---------- Source text
Master Investor Editor in Chief James Faulkner reveals his top pick for this year’s ISA allowance as the tax year draws to a close.
As the pandemic reaches its denouement, you might think that it is time to say goodbye to the ‘covid stocks’ in your portfolio – and in many cases you’d probably be right. However, restrictions might be (hopefully) on the way out, at least here in the UK, but Covid-19 will be with us for the foreseeable future. With Covid-19 now an endemic disease, the current batch of vaccines won’t be a silver bullet, in the sense that they’ll need to be updated each year as the virus continues to mutate, just as is the case with the annual flu jab.
All this means lots of work for the vaccinators for years to come – and vaccines need to be tested, which means one small UK-based company in particular looks to have a very bright future ahead of it. AIM-listed Open Orphan* (LON:ORPH) is the world leader in testing vaccines via human challenge studies, which is a process whereby a healthy volunteer is given a vaccine and then purposely infected with a virus – for example, Covid-19 – in controlled conditions in order to test the efficacy of the vaccine. Open Orphan recently entered the spotlight as it was granted a £40 million contract by the UK Government to establish human challenge models for Covid-19 in the UK, making this a world first and capturing the attention of the world’s media.
--------------------
---------- Excerpted records
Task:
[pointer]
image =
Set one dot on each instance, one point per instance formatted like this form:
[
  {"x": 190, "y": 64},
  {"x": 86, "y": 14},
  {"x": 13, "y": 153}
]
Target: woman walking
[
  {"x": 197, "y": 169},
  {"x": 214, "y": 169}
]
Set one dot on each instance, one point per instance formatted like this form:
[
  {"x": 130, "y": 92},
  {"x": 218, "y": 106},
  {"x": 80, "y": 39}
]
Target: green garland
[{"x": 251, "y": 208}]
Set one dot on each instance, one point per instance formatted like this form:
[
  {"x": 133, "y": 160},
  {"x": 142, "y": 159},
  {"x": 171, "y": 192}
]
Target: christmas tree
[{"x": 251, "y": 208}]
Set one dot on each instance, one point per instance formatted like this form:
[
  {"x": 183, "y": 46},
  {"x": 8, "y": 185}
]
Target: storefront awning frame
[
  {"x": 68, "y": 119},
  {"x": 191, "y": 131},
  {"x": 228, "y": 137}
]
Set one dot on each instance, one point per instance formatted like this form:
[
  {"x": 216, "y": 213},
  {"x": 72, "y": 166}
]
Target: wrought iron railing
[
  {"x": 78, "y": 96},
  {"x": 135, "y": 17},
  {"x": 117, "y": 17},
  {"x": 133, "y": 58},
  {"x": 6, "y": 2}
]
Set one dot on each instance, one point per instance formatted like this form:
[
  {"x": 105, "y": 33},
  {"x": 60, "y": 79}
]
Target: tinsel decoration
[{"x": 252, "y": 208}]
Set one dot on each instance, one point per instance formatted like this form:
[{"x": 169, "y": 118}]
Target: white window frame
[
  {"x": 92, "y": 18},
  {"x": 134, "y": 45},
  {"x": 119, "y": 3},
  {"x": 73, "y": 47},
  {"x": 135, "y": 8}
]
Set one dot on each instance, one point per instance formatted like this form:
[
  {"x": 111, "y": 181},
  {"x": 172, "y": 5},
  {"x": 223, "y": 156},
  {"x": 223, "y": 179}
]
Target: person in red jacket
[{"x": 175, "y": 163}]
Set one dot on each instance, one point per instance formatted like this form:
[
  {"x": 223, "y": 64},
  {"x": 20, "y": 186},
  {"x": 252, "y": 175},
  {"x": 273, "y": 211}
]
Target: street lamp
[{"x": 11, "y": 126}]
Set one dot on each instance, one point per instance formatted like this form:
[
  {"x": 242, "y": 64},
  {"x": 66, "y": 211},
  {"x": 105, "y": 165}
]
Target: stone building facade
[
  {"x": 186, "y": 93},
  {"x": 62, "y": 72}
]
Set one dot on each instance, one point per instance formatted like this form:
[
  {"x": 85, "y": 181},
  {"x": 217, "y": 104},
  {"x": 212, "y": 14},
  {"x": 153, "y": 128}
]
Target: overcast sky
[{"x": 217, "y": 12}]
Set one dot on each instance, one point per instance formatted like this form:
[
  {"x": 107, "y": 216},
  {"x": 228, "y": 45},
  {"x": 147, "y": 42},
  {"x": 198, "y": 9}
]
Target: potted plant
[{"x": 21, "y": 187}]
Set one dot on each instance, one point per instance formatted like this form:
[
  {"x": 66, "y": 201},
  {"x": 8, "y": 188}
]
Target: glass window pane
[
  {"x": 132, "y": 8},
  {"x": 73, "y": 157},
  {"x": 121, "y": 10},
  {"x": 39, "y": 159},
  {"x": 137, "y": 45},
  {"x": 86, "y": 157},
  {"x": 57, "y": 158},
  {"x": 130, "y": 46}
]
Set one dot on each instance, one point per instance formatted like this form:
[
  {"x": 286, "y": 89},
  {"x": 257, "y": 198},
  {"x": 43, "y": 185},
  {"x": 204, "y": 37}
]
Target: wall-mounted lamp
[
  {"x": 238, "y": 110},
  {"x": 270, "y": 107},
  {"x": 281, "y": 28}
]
--------------------
Copy the ISA pick article word for word, in full.

Master Investor Editor in Chief James Faulkner reveals his top pick for this year’s ISA allowance as the tax year draws to a close.
As the pandemic reaches its denouement, you might think that it is time to say goodbye to the ‘covid stocks’ in your portfolio – and in many cases you’d probably be right. However, restrictions might be (hopefully) on the way out, at least here in the UK, but Covid-19 will be with us for the foreseeable future. With Covid-19 now an endemic disease, the current batch of vaccines won’t be a silver bullet, in the sense that they’ll need to be updated each year as the virus continues to mutate, just as is the case with the annual flu jab.
All this means lots of work for the vaccinators for years to come – and vaccines need to be tested, which means one small UK-based company in particular looks to have a very bright future ahead of it. AIM-listed Open Orphan* (LON:ORPH) is the world leader in testing vaccines via human challenge studies, which is a process whereby a healthy volunteer is given a vaccine and then purposely infected with a virus – for example, Covid-19 – in controlled conditions in order to test the efficacy of the vaccine. Open Orphan recently entered the spotlight as it was granted a £40 million contract by the UK Government to establish human challenge models for Covid-19 in the UK, making this a world first and capturing the attention of the world’s media.